**WHAT IS NEEDED:** Continue the newsgroup post about user-defined infix operators in C++ from the point where it ends.

**GIVEN PASSAGE:**
[comp.lang.c++] User defined operators

db@its63b.ed.ac.uk (D Berry) (04/26/88)

In article <4444@ihlpf.ATT.COM>  writes:
>>In article <8804140925.AA13150@klaus.olsen.uucp> Info-Modula2 Distribution List <INFO-M2%UCF1VM.bitnet@jade.berkeley.edu> writes:
>>
>>Does C++ allow infix procedures other than the standard set?
>
>No.  Doing this tends to lead to unreadable code.  For example:  If I
>overload the word 'or' as an infix operator, this sentence no longer has
>the same meaning that I intended (this is because 'word' becomes 'w or d'.

Does this mean that "newton" isn't a legal C++ identifier because it will
be parsed as "new" "ton"?  I doubt it.
Most languages that allow user defined infix operators let them be any
(of a subrange of) lexically distinct token(s).  Often alphanumeric and symbolic
tokens will be different sets, allowing expressions such as "w+d" to be parsed
correctly, while requiring the spaces in "w or d" to distinguish this case
from "word".

>It also leads to nightmares for the parser (is '/+' an error or an overload
>operator, etc.).

The easiest way to handle this is to take the rule for distinguishing between
alphanumeric identifers -- read the longest -- and use it for symbolic
identifiers as well.  So Nevin's example would be a single identifier "/+".
If this were done to C++ (I'm not suggesting it should be done), its
expression would differ from C in some cases.  E.g.

	Expression	C parse				(C++)++ parse 

	a+++++b   	"a" "++" "+" "++" "b"		"a" "+++++" "b"
	*++p		"*" "++" "p"			"*++" "p"

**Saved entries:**

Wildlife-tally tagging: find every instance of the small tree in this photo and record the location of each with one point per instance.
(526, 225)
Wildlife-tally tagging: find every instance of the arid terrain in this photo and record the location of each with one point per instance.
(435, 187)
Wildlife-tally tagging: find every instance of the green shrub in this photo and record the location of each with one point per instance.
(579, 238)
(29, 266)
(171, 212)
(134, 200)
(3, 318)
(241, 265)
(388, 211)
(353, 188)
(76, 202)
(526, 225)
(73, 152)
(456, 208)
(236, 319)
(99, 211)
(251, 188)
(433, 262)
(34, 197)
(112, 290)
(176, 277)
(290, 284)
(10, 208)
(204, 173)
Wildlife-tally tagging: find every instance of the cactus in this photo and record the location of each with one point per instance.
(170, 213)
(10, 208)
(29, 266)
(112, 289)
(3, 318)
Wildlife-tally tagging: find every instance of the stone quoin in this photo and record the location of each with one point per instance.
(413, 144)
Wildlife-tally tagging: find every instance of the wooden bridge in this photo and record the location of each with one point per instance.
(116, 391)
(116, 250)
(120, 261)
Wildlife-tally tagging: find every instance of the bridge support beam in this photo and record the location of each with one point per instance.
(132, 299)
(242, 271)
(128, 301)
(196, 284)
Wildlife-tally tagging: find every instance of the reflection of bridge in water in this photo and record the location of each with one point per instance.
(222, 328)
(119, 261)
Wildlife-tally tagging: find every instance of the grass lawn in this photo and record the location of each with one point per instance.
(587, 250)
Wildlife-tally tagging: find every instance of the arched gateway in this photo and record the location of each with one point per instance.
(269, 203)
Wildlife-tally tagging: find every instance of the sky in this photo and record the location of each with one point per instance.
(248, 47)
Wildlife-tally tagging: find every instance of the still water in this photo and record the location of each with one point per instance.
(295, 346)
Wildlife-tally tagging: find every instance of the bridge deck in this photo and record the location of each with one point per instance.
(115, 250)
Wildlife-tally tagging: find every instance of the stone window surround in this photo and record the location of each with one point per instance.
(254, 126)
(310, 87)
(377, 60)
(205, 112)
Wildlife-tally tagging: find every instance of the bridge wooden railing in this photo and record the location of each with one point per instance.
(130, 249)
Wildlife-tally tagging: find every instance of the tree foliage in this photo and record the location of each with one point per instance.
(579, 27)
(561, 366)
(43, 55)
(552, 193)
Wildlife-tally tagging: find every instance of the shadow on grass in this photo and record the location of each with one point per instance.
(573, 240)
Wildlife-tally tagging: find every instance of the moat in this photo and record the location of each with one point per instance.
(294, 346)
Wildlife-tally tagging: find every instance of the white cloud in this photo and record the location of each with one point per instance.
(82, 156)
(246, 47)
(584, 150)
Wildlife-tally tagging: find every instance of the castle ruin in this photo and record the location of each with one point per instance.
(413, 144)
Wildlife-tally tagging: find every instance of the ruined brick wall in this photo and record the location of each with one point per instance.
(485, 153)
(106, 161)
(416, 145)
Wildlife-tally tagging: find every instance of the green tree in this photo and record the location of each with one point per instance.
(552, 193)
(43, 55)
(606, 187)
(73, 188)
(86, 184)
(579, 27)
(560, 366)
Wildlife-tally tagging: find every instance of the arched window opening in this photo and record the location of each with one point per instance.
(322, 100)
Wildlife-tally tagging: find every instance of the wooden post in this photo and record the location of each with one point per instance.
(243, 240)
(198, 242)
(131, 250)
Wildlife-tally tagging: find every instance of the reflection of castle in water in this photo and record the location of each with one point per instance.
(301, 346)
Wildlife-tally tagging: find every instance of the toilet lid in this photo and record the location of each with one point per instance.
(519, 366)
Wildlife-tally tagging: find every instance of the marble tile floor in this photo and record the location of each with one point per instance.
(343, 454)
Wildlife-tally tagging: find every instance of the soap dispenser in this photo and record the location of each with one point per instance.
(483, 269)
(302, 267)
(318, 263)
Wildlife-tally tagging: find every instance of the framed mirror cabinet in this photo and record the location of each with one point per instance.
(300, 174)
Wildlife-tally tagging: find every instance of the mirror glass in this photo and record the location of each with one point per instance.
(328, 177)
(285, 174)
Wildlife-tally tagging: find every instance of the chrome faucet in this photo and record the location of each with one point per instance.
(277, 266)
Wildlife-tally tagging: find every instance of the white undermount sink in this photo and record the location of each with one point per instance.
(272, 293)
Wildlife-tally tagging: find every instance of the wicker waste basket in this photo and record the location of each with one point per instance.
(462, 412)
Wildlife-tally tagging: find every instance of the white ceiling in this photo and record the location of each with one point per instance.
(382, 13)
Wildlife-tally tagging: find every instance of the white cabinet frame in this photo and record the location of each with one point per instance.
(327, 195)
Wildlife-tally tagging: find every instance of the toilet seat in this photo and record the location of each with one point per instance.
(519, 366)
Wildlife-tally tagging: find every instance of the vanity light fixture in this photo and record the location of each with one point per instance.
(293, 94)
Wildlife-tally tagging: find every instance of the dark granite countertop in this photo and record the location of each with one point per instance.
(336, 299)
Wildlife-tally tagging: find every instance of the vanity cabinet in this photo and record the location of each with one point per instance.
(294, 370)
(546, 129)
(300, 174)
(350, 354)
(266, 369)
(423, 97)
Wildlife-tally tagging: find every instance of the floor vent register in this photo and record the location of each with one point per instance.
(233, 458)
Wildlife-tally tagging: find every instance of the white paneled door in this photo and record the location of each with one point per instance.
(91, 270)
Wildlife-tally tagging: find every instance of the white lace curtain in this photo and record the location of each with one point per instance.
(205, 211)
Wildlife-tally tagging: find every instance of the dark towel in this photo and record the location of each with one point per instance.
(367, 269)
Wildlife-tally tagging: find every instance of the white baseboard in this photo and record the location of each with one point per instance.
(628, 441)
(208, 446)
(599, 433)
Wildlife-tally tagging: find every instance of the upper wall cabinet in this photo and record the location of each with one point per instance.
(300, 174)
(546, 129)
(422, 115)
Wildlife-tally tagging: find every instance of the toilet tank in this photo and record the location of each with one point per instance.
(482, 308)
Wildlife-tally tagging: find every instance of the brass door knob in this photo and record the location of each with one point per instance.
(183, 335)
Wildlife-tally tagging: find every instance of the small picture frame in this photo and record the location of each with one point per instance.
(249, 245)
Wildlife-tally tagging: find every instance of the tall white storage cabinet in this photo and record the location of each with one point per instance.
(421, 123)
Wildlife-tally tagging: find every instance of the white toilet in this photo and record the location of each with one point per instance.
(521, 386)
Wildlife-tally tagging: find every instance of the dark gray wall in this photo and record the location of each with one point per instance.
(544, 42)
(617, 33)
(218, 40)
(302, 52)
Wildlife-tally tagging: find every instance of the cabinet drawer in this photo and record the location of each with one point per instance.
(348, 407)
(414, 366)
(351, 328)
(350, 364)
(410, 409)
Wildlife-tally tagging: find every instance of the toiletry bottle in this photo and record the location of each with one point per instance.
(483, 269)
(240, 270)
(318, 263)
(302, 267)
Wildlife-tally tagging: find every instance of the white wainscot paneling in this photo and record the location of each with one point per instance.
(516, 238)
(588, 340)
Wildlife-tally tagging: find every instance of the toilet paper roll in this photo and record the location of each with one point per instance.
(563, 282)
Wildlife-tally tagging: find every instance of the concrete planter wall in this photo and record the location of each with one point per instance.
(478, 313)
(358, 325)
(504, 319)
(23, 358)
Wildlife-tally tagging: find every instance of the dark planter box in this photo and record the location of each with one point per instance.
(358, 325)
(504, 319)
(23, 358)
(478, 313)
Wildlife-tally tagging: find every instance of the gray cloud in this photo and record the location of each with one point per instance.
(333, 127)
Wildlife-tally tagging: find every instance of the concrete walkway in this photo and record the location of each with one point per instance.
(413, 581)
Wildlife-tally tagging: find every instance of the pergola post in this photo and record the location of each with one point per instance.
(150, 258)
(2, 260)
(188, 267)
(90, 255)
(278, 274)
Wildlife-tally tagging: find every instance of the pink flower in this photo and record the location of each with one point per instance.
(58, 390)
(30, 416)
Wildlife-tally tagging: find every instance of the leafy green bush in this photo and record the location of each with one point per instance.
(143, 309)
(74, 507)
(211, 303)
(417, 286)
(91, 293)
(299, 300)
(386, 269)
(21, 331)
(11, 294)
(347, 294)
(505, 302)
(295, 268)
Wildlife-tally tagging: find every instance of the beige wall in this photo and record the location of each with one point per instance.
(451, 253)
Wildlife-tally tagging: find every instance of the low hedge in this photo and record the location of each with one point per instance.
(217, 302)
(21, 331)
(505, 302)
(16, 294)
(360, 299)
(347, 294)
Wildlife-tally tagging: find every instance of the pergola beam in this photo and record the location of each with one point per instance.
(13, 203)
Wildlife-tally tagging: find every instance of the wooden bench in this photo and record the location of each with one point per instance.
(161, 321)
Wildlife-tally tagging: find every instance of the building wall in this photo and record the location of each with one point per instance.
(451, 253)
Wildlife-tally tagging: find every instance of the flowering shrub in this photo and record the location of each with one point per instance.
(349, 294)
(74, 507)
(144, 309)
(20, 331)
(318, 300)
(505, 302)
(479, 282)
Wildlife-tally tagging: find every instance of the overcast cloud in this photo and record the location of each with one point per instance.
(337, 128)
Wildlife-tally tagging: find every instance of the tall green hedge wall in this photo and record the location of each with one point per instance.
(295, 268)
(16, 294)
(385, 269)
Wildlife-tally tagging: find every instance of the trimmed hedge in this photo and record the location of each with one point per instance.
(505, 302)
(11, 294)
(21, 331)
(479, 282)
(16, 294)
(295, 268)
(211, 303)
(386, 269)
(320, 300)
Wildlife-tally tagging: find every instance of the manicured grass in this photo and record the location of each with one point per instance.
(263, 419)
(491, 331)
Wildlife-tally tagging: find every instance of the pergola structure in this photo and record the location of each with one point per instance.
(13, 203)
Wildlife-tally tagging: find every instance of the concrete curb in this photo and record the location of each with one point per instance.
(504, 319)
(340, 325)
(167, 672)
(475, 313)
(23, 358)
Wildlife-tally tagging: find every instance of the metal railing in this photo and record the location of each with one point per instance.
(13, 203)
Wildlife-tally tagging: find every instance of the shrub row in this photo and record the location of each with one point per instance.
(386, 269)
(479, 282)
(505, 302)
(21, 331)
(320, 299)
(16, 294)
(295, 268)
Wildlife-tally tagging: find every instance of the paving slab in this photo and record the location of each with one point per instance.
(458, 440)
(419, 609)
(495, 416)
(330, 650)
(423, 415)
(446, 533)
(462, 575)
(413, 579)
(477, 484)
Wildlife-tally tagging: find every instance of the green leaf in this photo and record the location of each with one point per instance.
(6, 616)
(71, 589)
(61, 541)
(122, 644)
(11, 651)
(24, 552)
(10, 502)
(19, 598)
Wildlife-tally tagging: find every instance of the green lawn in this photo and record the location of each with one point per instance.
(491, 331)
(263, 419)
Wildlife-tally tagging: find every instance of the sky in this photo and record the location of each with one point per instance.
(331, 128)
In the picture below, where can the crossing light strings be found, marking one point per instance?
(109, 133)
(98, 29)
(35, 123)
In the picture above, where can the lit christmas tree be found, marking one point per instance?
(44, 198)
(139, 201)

**TASK ANSWER:**
However, C++ isn't source code compatible with C anyway, and this scheme
would make the existing treatment of "/*" and "*/" examples of a general rule
rather than a specific case.  It would probably also make cases like the above
easier to read, as they would have to be broken up:

	a++ + ++b		*(++p)

(Really basic symbols such as brackets and quotes shouldn't be allowed to
appear in symbolic identifiers or things get out of hand).

Defining your own operators is subject to the same cautions as overloading
existing ones.  It can make code easier to read, but you can also use it to
make a real dog's breakfast.

It also requires scope rules for the infix nature of the token.  One person
might define "or" to be a infix operator in class A while someone else defines
"or" as a function in class B.  How does a function parse "or" in a program that
uses both classes?

The rule used in Standard ML would translate to C++ as follows: an infix
operator is infix in the class in which it's declared and in all subclasses
and member functions.  From outside the class, it's treated as a prefix
function of two arguments (e.g. A::or (x, y);   B::** (x, n);).  A keyword can
make all infix tokens of a class be parsed as infix in the current file
(e.g. acceptinfix A;  x or y; acceptinfix B; x ** n;).

An alternative would be to let "A::or" be used infix all the time (e.g.
x A::or y;  x B::** n;).  This would probably be better for C++.

Presumably to be orthogonal this scheme would have to allow user defined
prefix operators as well.  Functions and prefix operators would have to
be distinguished by the same rule as functions and infix operators.
C++ can already distinguish between prefix and infix operators.

I'm not proposing that user defined operators should be added to C++; I'm just
attempting to show that it could be done and to point out some of the problems
that would need to be resolved.  Please follow up if I've missed anything.
 
>
> _ __			NEVIN J. LIBER	..!ihnp4!ihlpf!nevin1	(312) 510-6194

-- 
"The answer is simple, they could do it with ease;
 stop attacking the patients, and attack the disease."	-- Tom Robinson.

nevin1@ihlpf.ATT.COM (00704a-Liber) (04/27/88)

BTW, in my original article I was merely explaining why (I thought) that
C++ did not allow user-definable operators.  I hope that I didn't give the
impression that I thought that this is impossible to define within the
language.

In article <1206@its63b.ed.ac.uk> db@itspna.ed.ac.uk (Dave Berry) writes:

>	Expression	C parse				(C++)++ parse 
>
>	a+++++b   	"a" "++" "+" "++" "b"		"a" "+++++" "b"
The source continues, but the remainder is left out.